Please give the lines of the records as a numbered list, beginning at the line that contains "Mark a point on each instance of the red" and stopping after the line that contains "[(410, 135), (145, 135)]". Leave out any blank lines.

• **PROVIDED MATERIAL**
□ □ □

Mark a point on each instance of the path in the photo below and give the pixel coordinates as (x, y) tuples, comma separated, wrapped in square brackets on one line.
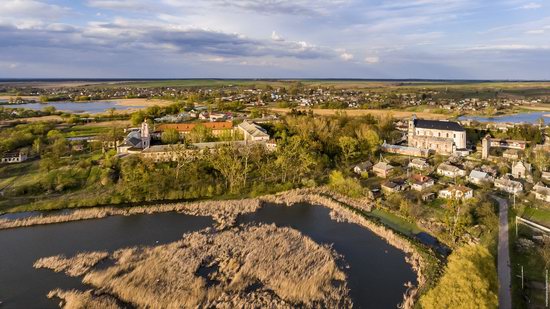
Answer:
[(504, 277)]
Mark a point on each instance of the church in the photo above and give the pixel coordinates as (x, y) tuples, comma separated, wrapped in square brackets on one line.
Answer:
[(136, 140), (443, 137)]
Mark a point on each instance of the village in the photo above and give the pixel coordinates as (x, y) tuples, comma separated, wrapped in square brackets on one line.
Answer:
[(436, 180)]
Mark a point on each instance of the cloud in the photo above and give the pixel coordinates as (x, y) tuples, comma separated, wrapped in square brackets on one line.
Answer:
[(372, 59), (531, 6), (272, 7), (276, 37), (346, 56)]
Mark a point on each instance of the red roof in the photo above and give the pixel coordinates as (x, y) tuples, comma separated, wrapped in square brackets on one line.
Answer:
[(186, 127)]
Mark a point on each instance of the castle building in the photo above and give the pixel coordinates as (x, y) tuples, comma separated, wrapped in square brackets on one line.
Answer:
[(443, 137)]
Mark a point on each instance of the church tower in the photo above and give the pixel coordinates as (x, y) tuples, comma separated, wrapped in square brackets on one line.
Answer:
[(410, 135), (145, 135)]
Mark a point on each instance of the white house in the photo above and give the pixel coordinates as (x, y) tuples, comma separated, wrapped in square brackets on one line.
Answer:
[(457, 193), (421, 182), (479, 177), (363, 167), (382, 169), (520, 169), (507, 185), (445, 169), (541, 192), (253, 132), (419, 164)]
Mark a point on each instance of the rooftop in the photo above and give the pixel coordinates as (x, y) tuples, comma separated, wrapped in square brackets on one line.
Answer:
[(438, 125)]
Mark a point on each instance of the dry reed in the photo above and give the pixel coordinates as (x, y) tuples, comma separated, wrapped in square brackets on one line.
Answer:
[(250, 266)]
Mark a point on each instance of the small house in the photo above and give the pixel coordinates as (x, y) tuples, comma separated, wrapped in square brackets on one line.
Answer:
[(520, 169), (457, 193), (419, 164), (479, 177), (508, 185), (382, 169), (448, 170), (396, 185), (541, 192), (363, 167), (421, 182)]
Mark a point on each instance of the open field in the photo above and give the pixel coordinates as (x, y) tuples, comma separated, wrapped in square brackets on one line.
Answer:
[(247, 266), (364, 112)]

□ □ □

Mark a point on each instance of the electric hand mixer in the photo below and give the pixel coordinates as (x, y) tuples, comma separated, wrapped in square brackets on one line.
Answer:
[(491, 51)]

□ □ □

• **FINISHED TASK**
1. Mark a point on each instance of the red roof in the photo above and give the pixel coordinates as (x, y) tuples, comma separated, wrapped in square brackets on one line.
2. Answer:
3. [(186, 127)]
4. Mark a point on each instance of the castle building in the photo above and give the pixel coordinates as (x, y) tuples, comma separated, wrapped in square brackets on one line.
5. Answer:
6. [(443, 137)]
7. Mark a point on each instance of the church tower in the photo above and give the pixel coordinates as (x, y) tuples, comma separated, wrapped in square brackets on one line.
8. Answer:
9. [(410, 135), (145, 135)]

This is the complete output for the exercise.